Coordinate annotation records
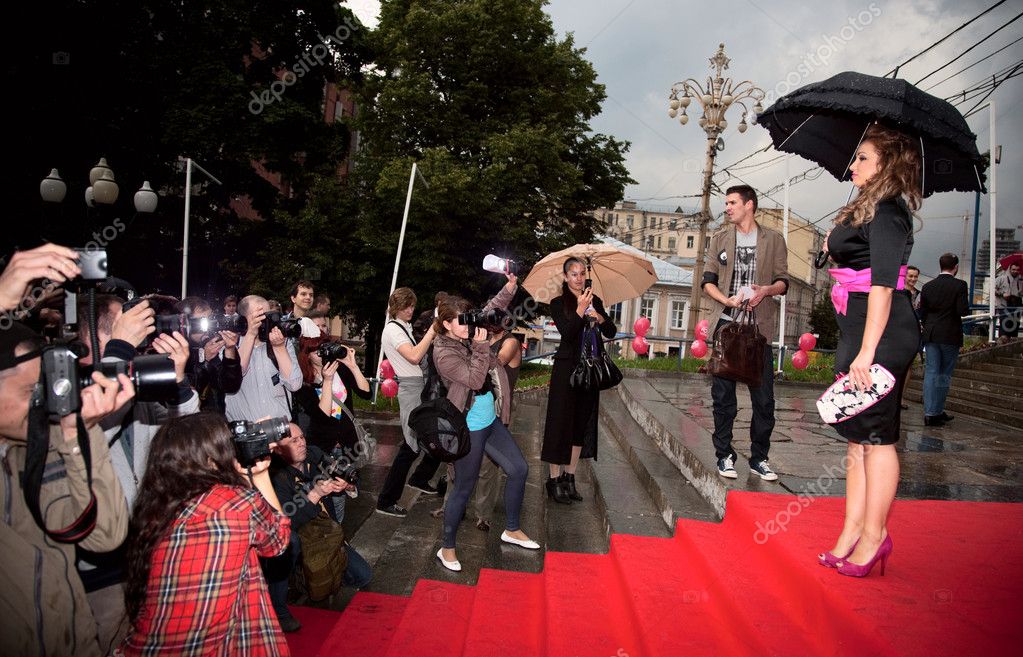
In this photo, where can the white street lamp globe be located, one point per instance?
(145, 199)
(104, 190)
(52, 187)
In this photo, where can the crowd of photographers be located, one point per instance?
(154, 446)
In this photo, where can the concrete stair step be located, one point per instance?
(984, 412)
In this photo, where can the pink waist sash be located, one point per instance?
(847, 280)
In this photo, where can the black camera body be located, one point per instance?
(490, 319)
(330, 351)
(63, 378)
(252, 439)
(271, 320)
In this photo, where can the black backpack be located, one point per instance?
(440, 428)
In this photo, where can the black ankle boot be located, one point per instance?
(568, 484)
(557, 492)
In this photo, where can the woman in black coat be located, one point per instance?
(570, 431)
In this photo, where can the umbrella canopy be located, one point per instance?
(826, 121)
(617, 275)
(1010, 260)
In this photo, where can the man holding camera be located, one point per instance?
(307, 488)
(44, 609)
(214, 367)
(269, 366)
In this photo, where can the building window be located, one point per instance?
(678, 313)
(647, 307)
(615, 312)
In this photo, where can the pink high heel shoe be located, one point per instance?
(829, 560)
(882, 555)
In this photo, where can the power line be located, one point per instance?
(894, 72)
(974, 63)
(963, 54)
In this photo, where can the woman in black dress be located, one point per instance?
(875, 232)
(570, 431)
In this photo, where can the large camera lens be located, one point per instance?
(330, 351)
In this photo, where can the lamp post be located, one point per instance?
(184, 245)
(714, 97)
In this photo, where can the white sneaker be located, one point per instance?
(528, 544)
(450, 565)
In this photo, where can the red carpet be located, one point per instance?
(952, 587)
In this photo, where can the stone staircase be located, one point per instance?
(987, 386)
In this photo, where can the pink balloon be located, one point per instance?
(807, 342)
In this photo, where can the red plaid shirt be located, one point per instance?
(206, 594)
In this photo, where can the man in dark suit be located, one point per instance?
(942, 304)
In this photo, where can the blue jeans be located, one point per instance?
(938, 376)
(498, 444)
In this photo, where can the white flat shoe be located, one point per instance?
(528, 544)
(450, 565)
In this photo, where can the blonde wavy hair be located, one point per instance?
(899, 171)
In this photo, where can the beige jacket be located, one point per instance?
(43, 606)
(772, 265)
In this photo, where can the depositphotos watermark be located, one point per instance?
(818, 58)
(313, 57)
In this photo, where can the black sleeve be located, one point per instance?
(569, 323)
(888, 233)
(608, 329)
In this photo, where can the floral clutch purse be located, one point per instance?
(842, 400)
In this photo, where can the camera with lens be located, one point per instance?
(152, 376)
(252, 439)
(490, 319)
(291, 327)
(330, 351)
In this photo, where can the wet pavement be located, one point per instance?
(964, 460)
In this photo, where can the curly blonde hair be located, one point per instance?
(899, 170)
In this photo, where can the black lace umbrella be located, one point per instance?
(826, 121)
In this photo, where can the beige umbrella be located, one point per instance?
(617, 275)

-- To do --
Reproduce only the lines from the one containing "In this photo, where can the beige jacket" through the last line, including both ends, and keep each request unchanged. Multiply every coordinate in the answers by 1.55 and round to the nearest whole number, with halves rounded up.

-- Full answer --
In this photo, where can the beige jacket be located, one point per instance?
(67, 939)
(1197, 411)
In this photo, where can the depositphotos watermark be located, one point per instance?
(1268, 90)
(485, 88)
In this photo, where can the black sleeve be located, one point per instance?
(882, 501)
(1376, 361)
(942, 510)
In this photo, where can the floral clutch purse be located, one point per instance?
(1305, 620)
In this photo, where can the camera with lens be located, one point per instance?
(236, 583)
(391, 680)
(760, 494)
(451, 507)
(512, 544)
In this photo, where can the wet pavement be located, one point per instance?
(1494, 713)
In this photo, where can the curly blonde hair be located, one point per instance?
(1393, 264)
In this photo, where can the black lace umbrella be located, one point per instance?
(1280, 188)
In this photo, where can the beige umbrella be located, one point per instance?
(956, 426)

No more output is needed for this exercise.